--- TRECHO DO DOCUMENTO ---
********************

A aviação brasileira e alguns aeroportos do país estão entre os mais avançados do mundo. Mas, se os profissionais que cuidam do tráfego aéreo não trabalham em condições adequadas e sua condição humana é desrespeitada, o céu que nos proteja

gerardo lazzari

Com mais de 30 anos de experiência profissional, José Manfredo não se animou quando soube que um de seus filhos pretende seguir seus passos quando ingressar no mundo do trabalho, apesar de ter orgulho do que faz. José Manfredo é controlador de vôo – profissão que pouca gente se dava conta de que existia e, de repente, se tornou uma das mais comentadas do país. “Houve uma época em que eu ganhava o equivalente a 2,5 salários mínimos. Não tinha dinheiro para ir trabalhar”, lembra o profissional, que recebe salário de aproximadamente 2.800 reais líquidos, além de um auxílio-alimentação de 140 reais. “Se eu fosse ganhar metade do que recebe um controlador nos Estados Unidos, seriam uns 10 mil reais”, calcula.

********************

--- DADOS ---

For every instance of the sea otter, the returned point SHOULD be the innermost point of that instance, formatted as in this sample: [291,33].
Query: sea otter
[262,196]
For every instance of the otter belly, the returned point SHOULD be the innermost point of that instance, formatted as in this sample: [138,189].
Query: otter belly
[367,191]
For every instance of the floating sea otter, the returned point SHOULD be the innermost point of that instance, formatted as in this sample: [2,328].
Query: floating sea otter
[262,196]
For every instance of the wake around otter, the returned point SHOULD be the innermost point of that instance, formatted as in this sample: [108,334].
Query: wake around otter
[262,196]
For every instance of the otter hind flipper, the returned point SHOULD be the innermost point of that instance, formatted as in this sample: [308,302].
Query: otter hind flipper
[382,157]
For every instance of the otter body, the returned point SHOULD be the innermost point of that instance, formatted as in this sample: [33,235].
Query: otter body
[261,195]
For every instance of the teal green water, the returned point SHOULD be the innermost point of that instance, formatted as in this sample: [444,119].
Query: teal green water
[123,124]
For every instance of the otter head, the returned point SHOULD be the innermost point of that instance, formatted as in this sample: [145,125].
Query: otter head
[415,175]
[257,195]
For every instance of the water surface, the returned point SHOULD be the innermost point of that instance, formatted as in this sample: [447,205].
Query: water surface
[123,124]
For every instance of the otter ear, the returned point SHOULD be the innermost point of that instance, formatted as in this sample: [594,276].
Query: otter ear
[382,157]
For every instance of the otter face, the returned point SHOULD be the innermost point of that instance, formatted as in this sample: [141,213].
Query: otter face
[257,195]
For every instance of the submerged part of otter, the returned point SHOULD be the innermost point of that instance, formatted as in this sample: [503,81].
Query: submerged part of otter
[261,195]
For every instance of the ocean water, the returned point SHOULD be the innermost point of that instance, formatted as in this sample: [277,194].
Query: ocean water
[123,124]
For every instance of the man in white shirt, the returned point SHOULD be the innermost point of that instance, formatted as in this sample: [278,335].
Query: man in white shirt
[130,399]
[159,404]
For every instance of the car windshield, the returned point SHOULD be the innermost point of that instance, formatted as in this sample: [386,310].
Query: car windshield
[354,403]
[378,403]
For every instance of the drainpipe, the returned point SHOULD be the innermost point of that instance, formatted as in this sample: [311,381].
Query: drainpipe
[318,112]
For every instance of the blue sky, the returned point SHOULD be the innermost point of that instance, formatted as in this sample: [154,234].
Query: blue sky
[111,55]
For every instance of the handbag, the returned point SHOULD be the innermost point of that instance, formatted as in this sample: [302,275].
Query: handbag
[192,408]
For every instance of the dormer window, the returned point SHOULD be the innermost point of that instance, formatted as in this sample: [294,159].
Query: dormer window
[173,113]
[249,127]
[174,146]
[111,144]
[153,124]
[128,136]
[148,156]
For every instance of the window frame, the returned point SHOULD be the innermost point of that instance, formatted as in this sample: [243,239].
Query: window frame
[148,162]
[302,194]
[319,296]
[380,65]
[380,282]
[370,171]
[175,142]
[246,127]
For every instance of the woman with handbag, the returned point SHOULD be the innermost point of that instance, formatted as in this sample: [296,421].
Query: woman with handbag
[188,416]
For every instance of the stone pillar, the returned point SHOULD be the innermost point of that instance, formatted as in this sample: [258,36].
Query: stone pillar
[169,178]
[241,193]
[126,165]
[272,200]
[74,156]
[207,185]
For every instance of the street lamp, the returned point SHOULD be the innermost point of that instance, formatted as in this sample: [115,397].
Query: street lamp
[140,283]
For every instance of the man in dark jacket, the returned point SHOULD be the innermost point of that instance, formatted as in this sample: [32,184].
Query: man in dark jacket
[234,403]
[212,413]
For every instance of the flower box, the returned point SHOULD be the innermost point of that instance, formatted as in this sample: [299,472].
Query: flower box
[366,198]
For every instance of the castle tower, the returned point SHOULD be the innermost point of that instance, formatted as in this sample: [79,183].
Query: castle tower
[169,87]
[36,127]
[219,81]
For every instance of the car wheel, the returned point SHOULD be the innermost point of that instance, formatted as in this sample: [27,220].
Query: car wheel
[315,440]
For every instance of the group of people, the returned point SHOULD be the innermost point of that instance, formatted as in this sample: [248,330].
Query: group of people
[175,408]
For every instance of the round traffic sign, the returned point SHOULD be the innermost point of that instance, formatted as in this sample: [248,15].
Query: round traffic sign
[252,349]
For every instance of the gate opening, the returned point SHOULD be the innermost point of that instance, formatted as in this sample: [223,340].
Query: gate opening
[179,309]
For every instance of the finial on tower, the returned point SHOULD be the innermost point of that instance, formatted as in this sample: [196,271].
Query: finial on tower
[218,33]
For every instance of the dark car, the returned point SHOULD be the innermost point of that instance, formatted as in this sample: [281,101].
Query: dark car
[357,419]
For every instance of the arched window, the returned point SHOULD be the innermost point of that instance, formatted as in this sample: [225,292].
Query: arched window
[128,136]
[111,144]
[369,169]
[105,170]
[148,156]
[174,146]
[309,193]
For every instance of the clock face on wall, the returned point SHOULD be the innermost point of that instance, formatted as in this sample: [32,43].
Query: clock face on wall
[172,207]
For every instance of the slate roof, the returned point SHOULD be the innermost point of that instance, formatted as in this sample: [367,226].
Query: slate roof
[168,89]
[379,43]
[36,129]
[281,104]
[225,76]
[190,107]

********************

--- O QUE FAZER ---
1. Responda com base no texto sobre os controladores de voo:
(a) Além da aviação brasileira, o que o texto coloca entre os mais avançados do mundo?
(b) Há quantos anos José Manfredo tem experiência profissional?
(c) Qual é o valor do auxílio-alimentação que ele recebe?
2. Retome o texto sobre os controladores de voo, prosseguindo a partir da última frase apresentada.

--- RESPOSTAS POR TAREFA ---
1.
(a) Alguns aeroportos do país.
(b) Há mais de 30 anos.
(c) 140 reais.

2.
A categoria dos controladores de vôo ganhou fama após as confusões para embarque e desembarque às vésperas de feriados virarem notícia, lembrando as reportagens de apertos em rodoviárias abarrotadas que costumavam ser feitas nessas épocas. Para Manfredo, a fama é injusta, pois logo de início eles apareceram na história como vilões. “Não existe operação tartaruga, greve branca, nada disso. É triste você pegar um jornal ou revista e ver gente que não entende nada de aviação achar que estamos atrapalhando a vida das pessoas”, critica. “A nossa preocupação é com a segurança. Não podemos errar.”

Segundo ele, os controladores operam com sobrecarga de trabalho há muito tempo. E nem é de hoje que parte dos vôos apresenta algum atraso. Mas por que a situação teria explodido só agora? “A verdade é que as autoridades não estavam nem aí. Estávamos trabalhando acima da capacidade, controlando mais aviões do que deveríamos, e de repente um avião caiu”, afirma, referindo-se ao acidente com o Boeing da Gol e o Legacy, no final de setembro, no qual morreram 154 pessoas.

O ministro da Defesa, Waldir Pires, acredita em uma normalização da situação. “Isso, aliás, já vem ocorrendo. Espero que nos feriados de Natal e Ano-Novo a situação esteja praticamente normalizada. É bom lembrar que atrasos em horários de vôos ocorrem sempre, em todo o mundo. A normalização completa da situação, no Brasil, deve se dar já nos primeiros meses do próximo ano”, estima.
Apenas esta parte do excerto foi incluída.